### Texte fourni
##########

L’aide à autrui dans les communautés queer

En conséquence du renoncement systématique des institutions, les personnes queer se sont elles-mêmes créé des espaces d’entraide, appelés « Communities of care ». Ainsi, les communautés queer sont un exemple de ce type de communautés d’entraide : les personnes trans, inter et non-binaires, vivant souvent dans des conditions précaires, s’y soutiennent mutuellement. Les uns prennent soin des autres alternativement, en fonction de la force et des ressources dont les uns ou les autres disposent à certaines périodes.

Au cœur de ce travail du care des communautés queer, on trouve notamment l’aide apportée lors des opérations de changement de sexe ou des démarches d’adoption, ou bien l’accompagnement psychologique nécessaire quand surviennent des épisodes de discrimination et de violence. Les limites du travail du care, rémunéré ou non, qui consiste à s’occuper des autres ou de soi-même, ainsi que les frontières entre les positions de personnes « aidées » ou « aidantes » doivent en permanence être réajustées selon les besoins et les statuts économiques. Dès les années 80, pendant la crise du SIDA, des communautés d’entraide, où le travail du care s’est pratiqué de manière collective et, la plupart du temps, non rémunérée, se sont créées à cause de l’absence de soutien de l’État. A priori, il apparaît que les communautés d’entraide interviennent aujourd’hui là où l’État social devrait intervenir. Il serait toutefois un peu court de faire une critique des communautés d’entraide en les présentant comme un moyen de soulager les structures néolibérales de l’État social.

L’État n’a pas à se décharger de sa responsabilité de s’occuper des membres de la société. Pour politiser et socialiser les individus et l’ensemble de la société, le travail du care doit être collectivisé.

##########

Lignes de données:
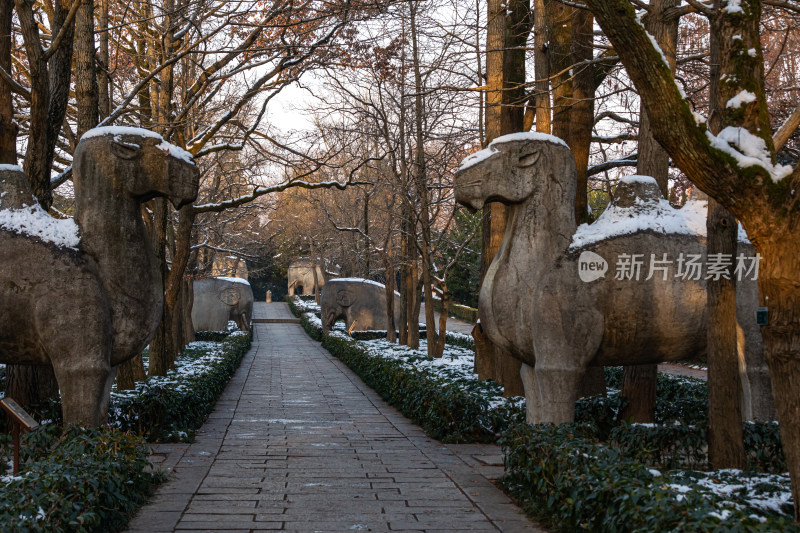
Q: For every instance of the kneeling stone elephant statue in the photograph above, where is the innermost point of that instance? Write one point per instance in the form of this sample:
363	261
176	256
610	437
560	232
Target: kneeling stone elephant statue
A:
359	301
218	300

##########

### Exercices
1 – Modifiez le passage du texte consacré aux communautés queer qui commence par « L’aide à autrui » et se termine par « à certaines périodes. », en y remplaçant « mutuellement » par « réciproquement ».
2 – D'après le texte consacré aux communautés queer, pendant quelle crise des communautés d'entraide se sont-elles créées dès les années 80 ?
Ne vous fondez que sur le texte consacré aux communautés queer.

### Corrigés
1 –
L’aide à autrui dans les communautés queer

En conséquence du renoncement systématique des institutions, les personnes queer se sont elles-mêmes créé des espaces d’entraide, appelés « Communities of care ». Ainsi, les communautés queer sont un exemple de ce type de communautés d’entraide : les personnes trans, inter et non-binaires, vivant souvent dans des conditions précaires, s’y soutiennent réciproquement. Les uns prennent soin des autres alternativement, en fonction de la force et des ressources dont les uns ou les autres disposent à certaines périodes.

2 – Pendant la crise du SIDA.